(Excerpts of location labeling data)

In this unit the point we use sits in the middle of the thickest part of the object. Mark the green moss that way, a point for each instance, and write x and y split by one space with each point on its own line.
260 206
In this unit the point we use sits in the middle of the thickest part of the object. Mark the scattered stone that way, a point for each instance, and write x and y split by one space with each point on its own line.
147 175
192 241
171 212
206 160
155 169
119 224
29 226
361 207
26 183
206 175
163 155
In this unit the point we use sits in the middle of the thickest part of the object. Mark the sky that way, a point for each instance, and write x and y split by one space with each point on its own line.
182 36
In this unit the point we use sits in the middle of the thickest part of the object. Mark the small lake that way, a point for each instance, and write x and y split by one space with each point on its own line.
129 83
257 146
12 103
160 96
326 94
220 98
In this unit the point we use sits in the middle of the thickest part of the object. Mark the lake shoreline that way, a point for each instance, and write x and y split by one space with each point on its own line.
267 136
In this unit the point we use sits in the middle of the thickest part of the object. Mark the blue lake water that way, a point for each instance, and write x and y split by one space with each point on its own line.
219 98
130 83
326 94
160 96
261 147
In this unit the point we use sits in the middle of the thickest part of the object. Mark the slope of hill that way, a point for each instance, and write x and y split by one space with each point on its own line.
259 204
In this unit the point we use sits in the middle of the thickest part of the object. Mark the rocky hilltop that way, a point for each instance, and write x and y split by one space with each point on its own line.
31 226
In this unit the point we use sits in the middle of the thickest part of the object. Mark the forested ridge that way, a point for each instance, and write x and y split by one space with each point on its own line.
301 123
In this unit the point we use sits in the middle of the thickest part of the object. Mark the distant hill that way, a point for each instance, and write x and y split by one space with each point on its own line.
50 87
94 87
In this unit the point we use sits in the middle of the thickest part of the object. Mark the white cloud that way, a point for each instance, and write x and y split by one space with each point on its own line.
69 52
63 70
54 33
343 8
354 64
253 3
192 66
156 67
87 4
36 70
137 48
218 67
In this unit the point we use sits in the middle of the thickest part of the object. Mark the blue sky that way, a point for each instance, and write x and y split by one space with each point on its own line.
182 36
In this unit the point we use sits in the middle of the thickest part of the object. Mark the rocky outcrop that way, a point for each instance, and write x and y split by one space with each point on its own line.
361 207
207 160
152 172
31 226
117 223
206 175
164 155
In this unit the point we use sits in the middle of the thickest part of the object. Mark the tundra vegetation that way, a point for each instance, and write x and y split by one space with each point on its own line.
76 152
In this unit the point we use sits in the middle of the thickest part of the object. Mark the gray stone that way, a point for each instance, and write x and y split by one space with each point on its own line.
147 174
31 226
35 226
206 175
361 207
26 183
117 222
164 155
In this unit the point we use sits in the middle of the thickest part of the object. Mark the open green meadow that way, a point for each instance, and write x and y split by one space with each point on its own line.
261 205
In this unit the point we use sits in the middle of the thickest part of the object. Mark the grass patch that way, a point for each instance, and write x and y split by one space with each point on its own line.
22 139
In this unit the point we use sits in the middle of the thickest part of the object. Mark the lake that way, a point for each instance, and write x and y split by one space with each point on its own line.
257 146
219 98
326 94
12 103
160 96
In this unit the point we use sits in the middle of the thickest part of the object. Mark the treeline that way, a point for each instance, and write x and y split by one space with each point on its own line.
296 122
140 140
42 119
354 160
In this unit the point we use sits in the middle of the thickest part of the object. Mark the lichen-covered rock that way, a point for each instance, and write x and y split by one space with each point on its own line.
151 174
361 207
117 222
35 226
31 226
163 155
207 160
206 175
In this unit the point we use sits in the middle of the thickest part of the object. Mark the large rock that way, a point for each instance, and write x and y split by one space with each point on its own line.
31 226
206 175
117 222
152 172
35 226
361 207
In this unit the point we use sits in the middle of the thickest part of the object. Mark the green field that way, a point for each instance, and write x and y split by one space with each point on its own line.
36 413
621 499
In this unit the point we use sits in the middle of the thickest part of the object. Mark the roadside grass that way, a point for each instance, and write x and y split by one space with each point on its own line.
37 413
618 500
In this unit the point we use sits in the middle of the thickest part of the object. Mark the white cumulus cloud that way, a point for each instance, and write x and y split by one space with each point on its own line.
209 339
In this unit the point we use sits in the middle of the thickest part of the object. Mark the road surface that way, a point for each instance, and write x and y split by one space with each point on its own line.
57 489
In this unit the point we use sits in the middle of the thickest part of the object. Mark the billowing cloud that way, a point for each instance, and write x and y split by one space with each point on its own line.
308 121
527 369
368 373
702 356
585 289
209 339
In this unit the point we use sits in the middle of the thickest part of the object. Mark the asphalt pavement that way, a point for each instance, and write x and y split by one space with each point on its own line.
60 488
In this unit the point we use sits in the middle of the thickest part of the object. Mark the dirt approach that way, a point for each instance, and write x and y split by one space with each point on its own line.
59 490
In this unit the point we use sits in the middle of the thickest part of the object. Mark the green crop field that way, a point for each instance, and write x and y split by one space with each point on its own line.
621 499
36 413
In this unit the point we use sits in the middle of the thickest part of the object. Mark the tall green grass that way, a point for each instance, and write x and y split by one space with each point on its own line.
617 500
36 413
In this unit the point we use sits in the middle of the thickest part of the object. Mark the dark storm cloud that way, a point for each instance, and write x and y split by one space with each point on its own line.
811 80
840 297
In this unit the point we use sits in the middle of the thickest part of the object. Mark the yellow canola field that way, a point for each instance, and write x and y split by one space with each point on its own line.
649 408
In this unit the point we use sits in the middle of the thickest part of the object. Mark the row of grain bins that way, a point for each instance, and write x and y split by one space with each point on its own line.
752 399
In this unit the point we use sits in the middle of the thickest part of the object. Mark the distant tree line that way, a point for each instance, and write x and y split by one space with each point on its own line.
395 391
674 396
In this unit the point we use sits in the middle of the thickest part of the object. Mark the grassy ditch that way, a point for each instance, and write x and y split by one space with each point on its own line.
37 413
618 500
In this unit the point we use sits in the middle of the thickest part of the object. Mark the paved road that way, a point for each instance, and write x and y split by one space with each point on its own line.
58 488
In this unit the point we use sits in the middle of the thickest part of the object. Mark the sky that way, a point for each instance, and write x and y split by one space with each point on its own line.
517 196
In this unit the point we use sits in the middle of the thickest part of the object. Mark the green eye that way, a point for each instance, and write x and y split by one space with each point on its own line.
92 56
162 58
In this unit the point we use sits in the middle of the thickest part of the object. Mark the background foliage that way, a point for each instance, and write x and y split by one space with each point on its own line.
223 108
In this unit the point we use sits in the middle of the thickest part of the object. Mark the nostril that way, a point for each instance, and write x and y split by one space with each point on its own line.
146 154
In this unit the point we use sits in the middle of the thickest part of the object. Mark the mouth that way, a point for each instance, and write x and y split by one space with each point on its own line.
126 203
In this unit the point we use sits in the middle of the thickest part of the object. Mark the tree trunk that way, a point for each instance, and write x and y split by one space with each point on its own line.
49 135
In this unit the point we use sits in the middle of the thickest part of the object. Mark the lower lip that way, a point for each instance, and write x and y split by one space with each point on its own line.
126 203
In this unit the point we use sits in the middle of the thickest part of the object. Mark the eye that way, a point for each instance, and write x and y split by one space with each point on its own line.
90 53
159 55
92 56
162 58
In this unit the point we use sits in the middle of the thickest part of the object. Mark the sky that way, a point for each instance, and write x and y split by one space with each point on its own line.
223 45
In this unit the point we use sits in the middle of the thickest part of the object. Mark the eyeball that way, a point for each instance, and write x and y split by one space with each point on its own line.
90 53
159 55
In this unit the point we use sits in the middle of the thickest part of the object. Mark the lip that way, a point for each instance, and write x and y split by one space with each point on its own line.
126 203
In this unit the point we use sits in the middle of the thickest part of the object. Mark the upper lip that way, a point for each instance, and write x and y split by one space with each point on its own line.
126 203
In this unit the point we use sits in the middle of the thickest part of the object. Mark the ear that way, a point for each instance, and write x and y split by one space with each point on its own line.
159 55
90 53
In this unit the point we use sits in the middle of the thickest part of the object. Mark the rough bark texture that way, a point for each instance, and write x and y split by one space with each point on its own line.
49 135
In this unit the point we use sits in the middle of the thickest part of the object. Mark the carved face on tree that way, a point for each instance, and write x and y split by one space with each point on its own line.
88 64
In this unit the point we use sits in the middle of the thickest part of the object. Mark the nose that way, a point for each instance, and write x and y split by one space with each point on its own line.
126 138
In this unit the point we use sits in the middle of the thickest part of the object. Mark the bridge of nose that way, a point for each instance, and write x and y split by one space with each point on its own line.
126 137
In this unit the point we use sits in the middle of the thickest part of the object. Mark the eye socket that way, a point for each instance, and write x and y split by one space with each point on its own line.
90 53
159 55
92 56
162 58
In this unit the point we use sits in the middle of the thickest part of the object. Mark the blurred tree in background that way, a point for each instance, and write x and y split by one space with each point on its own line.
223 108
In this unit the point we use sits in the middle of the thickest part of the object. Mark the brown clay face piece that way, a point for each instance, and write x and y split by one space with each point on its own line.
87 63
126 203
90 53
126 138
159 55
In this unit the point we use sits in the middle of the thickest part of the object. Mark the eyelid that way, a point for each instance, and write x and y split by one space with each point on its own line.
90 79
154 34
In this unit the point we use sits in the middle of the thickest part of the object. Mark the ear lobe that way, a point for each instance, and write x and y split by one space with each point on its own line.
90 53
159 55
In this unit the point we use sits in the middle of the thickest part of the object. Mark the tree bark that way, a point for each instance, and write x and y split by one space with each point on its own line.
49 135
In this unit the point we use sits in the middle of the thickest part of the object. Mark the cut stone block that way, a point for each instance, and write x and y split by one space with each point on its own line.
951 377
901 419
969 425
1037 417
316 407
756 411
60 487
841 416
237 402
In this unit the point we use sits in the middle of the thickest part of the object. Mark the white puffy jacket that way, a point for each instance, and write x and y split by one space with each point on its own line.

## [Problem to solve]
Copy out the lines starting at the one containing "Mark the blurred" and ending with the last line of the entries. Include nothing else.

## [In response]
In this unit the point we use sits in the middle of the thickest part of the object. Mark the blurred tree in background that way, a point for each instance, and write x and y split by one space with each point on its own line.
223 108
In this unit the point we use sits in the middle of the thickest part of the object. Mark the brown clay face piece that way, a point for each instance, and write x and y split by one space with each point on its own line.
87 63
126 203
90 53
126 138
159 55
In this unit the point we use sits in the middle of the thickest part of the object. Mark the eyelid that way, a point for each instance, and write x and y split by one space with each point on its own line.
90 79
154 34
In this unit the point we use sits in the middle of the thickest part of the object. Mark the ear lobe that way, a point for each instance, and write x and y split by one space with each point on its own line.
90 53
159 55
In this unit the point we use sits in the middle of the thickest part of the object. Mark the tree bark that way, a point for each instance, and write x and y split by one space with each point on its own line.
49 135
In this unit the point we use sits in the middle of the thickest part of the object. Mark the cut stone block that way, a point for each instance, and write x and y split by one space with each point on its own line.
951 377
901 419
969 425
1037 417
316 407
756 411
60 487
841 416
237 402
In this unit the point we use sits in the middle of the thickest part of the object. Mark the white puffy jacket that way, a point for each instance, and write x and y split by one space with each point on its own line.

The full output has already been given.